* [Required tasks]
a – According to the transcript, in what month and year was Michael Fuchs asked why most Germans opposed giving money to Greece?
b – Reproduce the portion of the transcript starting at "MICHAEL FUCHS: Well, it’s" and ending at "about the situation.".

AMY GOODMAN: That’s Public Enemy, “By the Time I Get to Arizona.” And that’s where we are right now. We’re in Flagstaff at Northern Arizona University, as we continue our 100-city tour, heading on to Phoenix this afternoon and Tucson at the Convention Center tonight. I’m Amy Goodman, host of Democracy Now! Nermeen Shaikh is in New York with our guest, Yanis Varoufakis, the finance minister of Greece who resigned over austerity. Nermeen?

NERMEEN SHAIKH: I want to turn to Michael Fuchs, a senior member of German Chancellor Angela Merkel’s CDU party. He was asked in February 2015 why the majority of Germans were opposed to giving money to Greece.

MICHAEL FUCHS: Well, it’s a little bit the Greek government, and particularly Mr. Varoufakis, who came up with some wordings which were not really in a way somebody who’s—well, who is in a demand—is in need of money, and he should not handle our finance minister, neither our chancellor, like he did. And so, it was quite insulting our people. And that’s one of the reasons the Germans are pretty upset about the situation.

NERMEEN SHAIKH: That was a member of Angela Merkel’s CDU party. So, Yanis Varoufakis, could you comment on what he said about your negotiating style and its impact on how the Germans saw the Greece debt crisis?

* [Stored data]
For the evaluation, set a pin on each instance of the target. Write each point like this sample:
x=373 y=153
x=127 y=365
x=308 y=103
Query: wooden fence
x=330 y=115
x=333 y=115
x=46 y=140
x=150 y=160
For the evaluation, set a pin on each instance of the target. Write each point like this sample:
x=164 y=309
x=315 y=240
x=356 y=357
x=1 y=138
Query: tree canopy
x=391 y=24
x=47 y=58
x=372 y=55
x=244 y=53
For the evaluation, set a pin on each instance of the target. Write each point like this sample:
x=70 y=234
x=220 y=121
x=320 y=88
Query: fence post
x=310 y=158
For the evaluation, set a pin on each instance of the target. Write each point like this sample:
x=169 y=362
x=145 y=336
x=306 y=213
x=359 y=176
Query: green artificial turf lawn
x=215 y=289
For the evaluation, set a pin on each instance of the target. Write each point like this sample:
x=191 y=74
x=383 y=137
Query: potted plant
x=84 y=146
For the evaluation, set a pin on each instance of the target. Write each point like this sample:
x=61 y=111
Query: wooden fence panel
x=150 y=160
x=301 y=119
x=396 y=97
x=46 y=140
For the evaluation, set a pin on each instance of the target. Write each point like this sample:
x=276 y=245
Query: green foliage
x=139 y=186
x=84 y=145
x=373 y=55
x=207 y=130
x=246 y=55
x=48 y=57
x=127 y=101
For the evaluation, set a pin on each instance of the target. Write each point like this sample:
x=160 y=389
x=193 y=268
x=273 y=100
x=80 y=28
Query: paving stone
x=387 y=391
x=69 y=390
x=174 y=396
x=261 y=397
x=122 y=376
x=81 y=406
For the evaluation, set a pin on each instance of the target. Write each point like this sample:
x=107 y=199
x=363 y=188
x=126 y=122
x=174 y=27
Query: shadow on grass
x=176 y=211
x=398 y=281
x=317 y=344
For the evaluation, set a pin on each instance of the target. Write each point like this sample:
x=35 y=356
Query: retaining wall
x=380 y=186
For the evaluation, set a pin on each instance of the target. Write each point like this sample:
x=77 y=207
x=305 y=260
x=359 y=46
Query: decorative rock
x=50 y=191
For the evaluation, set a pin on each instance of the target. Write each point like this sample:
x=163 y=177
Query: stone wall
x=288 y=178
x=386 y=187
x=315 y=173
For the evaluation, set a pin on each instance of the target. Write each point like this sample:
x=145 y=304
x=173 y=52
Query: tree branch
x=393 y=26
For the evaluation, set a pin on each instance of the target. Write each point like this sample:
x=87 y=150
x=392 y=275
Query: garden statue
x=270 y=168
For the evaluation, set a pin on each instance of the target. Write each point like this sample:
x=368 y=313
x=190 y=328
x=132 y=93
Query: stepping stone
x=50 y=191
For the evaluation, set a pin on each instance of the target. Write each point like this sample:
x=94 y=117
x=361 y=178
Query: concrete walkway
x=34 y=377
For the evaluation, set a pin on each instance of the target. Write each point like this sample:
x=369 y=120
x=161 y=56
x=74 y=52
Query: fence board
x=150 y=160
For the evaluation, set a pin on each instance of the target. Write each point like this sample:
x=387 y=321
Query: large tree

* [Answers to the problems]
a – February 2015

b –
MICHAEL FUCHS: Well, it’s a little bit the Greek government, and particularly Mr. Varoufakis, who came up with some wordings which were not really in a way somebody who’s—well, who is in a demand—is in need of money, and he should not handle our finance minister, neither our chancellor, like he did. And so, it was quite insulting our people. And that’s one of the reasons the Germans are pretty upset about the situation.